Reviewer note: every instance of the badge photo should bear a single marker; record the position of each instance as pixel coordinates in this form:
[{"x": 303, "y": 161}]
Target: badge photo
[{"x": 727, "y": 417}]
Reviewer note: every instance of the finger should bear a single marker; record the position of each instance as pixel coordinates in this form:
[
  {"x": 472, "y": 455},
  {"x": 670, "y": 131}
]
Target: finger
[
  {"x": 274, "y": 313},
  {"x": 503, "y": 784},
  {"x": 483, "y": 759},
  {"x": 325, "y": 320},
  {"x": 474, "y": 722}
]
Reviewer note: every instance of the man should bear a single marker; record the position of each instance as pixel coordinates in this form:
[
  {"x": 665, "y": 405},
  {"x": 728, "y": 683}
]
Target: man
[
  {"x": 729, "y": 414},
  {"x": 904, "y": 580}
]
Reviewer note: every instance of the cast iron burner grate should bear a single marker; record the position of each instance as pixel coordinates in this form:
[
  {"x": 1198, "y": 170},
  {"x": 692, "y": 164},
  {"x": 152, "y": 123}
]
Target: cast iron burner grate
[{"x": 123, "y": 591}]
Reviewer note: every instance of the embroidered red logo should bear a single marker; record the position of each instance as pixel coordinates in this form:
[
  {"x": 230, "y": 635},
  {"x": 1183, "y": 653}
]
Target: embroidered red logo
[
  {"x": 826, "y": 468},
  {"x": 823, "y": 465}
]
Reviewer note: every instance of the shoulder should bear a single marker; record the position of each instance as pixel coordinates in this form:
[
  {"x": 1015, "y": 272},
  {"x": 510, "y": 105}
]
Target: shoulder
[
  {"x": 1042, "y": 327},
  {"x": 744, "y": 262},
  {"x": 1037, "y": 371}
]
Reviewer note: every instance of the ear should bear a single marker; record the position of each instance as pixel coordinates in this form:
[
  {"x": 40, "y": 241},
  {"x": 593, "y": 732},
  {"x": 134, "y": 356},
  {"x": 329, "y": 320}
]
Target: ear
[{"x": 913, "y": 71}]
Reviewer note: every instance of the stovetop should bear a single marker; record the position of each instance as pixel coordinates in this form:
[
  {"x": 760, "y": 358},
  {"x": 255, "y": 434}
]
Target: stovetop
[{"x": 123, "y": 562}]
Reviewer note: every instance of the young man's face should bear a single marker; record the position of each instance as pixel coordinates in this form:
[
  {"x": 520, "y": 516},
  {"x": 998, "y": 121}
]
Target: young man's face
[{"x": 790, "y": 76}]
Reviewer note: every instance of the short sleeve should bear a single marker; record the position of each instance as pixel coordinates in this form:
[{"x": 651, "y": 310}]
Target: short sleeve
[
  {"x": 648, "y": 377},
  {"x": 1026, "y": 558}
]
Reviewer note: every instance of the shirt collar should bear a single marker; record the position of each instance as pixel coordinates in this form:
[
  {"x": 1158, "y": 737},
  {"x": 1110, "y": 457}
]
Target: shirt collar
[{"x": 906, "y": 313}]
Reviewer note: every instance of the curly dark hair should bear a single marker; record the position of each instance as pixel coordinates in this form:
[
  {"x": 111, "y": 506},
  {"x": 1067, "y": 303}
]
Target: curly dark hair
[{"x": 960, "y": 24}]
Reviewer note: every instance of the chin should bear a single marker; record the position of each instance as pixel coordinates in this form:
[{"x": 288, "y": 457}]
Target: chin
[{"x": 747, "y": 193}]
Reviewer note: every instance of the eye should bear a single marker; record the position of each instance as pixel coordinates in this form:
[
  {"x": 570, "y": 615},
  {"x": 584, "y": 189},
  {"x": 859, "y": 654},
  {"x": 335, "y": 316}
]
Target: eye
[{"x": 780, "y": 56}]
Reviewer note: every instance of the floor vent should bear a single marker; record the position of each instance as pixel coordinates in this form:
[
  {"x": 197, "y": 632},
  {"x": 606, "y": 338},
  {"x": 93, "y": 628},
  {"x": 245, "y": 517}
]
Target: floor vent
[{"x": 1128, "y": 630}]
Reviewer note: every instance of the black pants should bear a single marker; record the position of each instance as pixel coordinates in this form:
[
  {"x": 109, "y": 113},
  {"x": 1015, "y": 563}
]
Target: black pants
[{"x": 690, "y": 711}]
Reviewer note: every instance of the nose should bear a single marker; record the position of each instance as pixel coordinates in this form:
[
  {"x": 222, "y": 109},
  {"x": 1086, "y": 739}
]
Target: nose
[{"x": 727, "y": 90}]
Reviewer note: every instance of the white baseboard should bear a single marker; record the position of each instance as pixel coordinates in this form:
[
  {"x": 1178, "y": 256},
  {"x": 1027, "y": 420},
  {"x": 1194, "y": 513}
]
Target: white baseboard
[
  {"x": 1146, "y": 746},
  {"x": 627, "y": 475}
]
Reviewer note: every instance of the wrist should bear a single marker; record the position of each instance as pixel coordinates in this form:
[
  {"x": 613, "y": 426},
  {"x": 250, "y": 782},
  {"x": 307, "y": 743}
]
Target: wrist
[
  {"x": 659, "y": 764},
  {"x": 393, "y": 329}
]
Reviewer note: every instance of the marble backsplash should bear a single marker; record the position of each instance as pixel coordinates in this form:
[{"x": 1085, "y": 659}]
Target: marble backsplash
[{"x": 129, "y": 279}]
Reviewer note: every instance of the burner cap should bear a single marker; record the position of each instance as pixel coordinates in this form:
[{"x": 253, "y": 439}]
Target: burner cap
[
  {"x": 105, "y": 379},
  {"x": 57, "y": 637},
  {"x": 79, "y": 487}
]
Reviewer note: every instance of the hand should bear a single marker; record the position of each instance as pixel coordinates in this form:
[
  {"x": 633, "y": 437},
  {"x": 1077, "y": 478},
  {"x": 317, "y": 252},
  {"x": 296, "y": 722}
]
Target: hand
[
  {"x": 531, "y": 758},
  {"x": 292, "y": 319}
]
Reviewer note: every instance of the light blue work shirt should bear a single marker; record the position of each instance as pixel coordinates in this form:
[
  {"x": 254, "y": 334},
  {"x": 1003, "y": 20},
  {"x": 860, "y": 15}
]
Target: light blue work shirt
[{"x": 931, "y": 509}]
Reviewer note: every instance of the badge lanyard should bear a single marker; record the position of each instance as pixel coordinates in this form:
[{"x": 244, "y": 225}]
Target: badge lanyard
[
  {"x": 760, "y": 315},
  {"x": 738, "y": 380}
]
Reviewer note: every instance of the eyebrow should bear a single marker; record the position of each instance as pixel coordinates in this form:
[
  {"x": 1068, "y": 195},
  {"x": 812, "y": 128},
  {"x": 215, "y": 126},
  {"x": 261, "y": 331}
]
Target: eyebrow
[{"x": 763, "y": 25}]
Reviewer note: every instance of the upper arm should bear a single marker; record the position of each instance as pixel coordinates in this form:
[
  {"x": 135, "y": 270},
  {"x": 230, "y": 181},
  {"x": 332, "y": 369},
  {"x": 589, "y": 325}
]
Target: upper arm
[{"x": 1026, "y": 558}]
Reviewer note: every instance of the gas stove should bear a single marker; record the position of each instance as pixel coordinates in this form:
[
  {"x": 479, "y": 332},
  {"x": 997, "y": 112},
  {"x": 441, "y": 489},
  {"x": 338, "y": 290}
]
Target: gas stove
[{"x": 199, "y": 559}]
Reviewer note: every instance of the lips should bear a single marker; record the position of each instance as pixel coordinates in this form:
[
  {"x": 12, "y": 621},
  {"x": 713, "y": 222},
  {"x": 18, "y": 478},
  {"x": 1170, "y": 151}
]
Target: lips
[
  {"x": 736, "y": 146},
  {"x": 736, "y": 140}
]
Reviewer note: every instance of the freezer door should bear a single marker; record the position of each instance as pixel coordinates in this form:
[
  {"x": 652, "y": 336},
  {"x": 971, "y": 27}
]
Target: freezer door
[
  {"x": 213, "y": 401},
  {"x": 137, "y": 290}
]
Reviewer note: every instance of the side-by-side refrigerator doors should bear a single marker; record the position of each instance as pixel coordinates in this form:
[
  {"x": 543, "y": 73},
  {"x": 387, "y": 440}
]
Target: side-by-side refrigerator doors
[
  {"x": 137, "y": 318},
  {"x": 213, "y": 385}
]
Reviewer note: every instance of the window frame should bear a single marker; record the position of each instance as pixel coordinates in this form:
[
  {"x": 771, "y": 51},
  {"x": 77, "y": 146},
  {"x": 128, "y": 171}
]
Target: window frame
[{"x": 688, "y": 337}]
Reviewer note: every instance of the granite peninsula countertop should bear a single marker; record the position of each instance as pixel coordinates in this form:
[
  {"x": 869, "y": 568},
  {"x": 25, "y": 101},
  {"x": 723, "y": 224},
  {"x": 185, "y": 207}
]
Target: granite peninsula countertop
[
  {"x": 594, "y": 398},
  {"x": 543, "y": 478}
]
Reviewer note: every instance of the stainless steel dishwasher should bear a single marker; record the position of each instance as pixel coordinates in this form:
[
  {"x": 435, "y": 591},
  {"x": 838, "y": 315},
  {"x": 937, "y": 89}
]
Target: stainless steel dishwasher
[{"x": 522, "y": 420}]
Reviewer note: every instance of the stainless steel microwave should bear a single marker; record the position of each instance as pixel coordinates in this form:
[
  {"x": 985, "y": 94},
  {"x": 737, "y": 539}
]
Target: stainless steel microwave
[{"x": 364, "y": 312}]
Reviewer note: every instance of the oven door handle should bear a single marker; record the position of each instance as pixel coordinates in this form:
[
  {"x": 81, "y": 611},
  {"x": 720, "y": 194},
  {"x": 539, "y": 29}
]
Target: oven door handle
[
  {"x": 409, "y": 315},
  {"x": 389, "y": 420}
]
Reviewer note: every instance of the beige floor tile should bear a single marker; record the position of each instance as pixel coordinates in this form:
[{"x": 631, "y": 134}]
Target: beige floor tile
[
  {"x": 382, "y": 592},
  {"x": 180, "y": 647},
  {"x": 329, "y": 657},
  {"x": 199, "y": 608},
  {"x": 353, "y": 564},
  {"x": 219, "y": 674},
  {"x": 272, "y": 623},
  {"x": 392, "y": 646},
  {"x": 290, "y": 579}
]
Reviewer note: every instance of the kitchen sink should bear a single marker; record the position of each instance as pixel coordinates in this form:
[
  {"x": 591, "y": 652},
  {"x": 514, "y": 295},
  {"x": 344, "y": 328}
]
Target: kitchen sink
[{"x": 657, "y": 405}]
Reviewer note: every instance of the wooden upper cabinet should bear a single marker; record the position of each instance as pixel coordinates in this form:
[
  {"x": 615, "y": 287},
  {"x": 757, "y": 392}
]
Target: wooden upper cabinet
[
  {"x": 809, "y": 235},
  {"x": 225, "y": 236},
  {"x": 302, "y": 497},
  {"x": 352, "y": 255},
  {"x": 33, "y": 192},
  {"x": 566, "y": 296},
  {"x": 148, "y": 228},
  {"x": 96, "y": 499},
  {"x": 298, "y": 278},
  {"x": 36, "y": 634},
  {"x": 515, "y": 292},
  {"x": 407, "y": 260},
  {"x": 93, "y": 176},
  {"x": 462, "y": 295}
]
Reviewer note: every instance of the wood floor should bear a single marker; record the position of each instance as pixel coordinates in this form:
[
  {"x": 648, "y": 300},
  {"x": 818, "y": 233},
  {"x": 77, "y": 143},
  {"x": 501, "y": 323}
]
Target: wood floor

================================

# TASK REQUIREMENTS
Copy exactly the lines from the one containing "Reviewer note: every instance of the wood floor" through the last line of the records, both included, and nothing else.

# CORRECT ANSWER
Reviewer note: every instance of the wood floor should bear a single marker; record the position of each instance as pixel coordinates in this form:
[
  {"x": 648, "y": 300},
  {"x": 818, "y": 233},
  {"x": 77, "y": 143},
  {"x": 501, "y": 323}
]
Target: wood floor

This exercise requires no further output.